This sub-watershed consists of Walnut Creek and surrounding lands of the City of Erie, Fairview Township, Greene Township, McKean Township, Millcreek Township, and Summit Township. Significant developments in this sub-watershed include Asbury Woods Community Park and Nature Center, Baldwin Business Park, Bush Industries, Erie Golf Club, Erie Memorial Gardens, Family First Sports Park, Kahkwa Club, Lakeview Landfill, Laurel Hill Cemetery, Millcreek Mall, Orchard Ponds Golf Course, Presque Isle Downs, and Upper Peach Street.

A detailed online report on the Walnut Creek watershed is available from the Pennsylvania Department of Environmental Protection (PA DEP).

The Lakeview Landfill is a PA DEP-permitted surface mining operation.

The inclusion of a race track at Presque Isle Downs and Casino will bring up to one thousand horses to fill ten barns on the grounds by summer 2008. The horses are expected to produce up to ten tons of manure and hay waste per day, which will be transported and sold. Fifteen acres of man-made wetlands have been situated in the center of the racetrack to deal with runoff issues that could impact the watershed.

==========

## Complete the following
1. According to the Walnut Creek watershed passage, how many acres of man-made wetlands were placed in the center of the Presque Isle Downs racetrack?
2. Carry on the Walnut Creek watershed passage above, picking up after its final sentence.

==========

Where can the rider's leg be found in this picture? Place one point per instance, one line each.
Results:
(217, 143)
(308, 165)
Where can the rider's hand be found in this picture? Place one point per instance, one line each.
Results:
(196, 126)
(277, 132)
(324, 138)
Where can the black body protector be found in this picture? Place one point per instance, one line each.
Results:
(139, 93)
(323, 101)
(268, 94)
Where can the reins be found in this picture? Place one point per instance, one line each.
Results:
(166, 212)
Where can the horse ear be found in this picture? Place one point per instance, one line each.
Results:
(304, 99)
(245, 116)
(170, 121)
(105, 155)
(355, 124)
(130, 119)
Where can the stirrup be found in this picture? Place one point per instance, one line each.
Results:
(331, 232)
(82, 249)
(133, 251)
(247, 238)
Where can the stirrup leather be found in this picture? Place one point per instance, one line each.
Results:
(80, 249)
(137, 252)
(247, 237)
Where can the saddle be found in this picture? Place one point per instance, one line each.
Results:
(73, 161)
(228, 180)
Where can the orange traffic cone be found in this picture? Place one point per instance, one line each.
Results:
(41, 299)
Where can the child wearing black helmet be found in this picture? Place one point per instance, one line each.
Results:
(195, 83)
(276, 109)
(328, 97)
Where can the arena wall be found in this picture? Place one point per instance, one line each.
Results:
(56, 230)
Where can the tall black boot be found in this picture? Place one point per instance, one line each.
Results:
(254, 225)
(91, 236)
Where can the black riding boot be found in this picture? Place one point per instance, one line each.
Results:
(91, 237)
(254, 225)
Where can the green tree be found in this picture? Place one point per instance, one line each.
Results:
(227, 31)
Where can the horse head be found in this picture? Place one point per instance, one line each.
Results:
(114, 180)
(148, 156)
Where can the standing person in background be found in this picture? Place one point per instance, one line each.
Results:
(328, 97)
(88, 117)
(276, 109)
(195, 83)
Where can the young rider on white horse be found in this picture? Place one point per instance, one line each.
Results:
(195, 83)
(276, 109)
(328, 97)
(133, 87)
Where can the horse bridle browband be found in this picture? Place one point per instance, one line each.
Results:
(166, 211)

==========

## Answers in order
1. Fifteen acres.

2.
Most sewage waste is processed at the Erie Wastewater Treatment Facility and released two miles (3 km) out in Lake Erie. There are 28 privately owned waste treatment plants that release directly into the watershed.

There are three companies in the watershed with industrial stormwater release permits from PA DEP.

Walnut Creek is one of three western Erie County tributaries thought to be raising E. coli counts off Lake Erie beaches at nearby Presque Isle State Park.